*WORK REQUEST*. Omit the images. Copy each entry word for word.

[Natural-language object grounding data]
——————
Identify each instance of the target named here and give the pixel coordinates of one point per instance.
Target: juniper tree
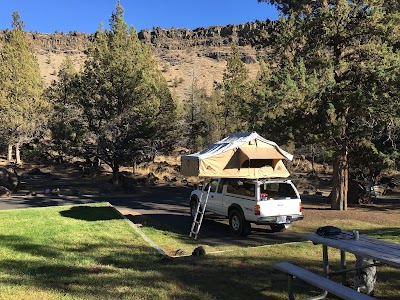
(127, 106)
(341, 62)
(65, 123)
(23, 110)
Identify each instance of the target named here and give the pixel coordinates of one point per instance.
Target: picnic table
(365, 246)
(380, 251)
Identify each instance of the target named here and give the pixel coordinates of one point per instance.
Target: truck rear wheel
(238, 224)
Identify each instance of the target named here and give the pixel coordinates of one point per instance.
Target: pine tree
(342, 64)
(127, 107)
(23, 110)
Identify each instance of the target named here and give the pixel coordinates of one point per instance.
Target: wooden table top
(379, 250)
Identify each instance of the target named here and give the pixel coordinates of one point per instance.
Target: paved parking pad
(164, 208)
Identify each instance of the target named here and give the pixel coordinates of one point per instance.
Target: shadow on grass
(132, 271)
(90, 213)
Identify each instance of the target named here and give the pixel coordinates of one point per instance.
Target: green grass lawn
(90, 252)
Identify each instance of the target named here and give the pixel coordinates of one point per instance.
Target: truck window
(214, 185)
(275, 190)
(241, 188)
——————
*EXERCISE ANSWER*.
Identify each instance of the target named here and give the pixel coordinates of one point per instance.
Target: juniper tree
(127, 106)
(341, 62)
(65, 123)
(23, 110)
Identify each instance of the target named here and give the pixel coordinates of one point per instance.
Target: picnic table
(365, 246)
(380, 251)
Identify each instance of the target named here and give the pixel coordinates of one point per instance.
Target: truck rear wheel
(238, 224)
Identify each instance of the target named here and give the pixel coordinates of one point per instance.
Target: pine tree
(342, 64)
(127, 107)
(23, 110)
Identify each instance of the target named here and give the pixel coordinates of one point per instance.
Target: wooden table top
(379, 250)
Identify each instance of the target named here and give the pixel coordinates of one point per instance.
Target: paved parking pad
(164, 208)
Identify each instance of the target named here and give the pixel coordinates of one point per instance.
Target: shadow on grass
(132, 271)
(90, 213)
Identify each instance of the target named here and give the pixel coordinates of one point per instance.
Target: green grass lawn
(90, 252)
Identify each instance of the target named here and give the pixel coordinates of one point per instance.
Target: truck window
(214, 185)
(275, 190)
(241, 188)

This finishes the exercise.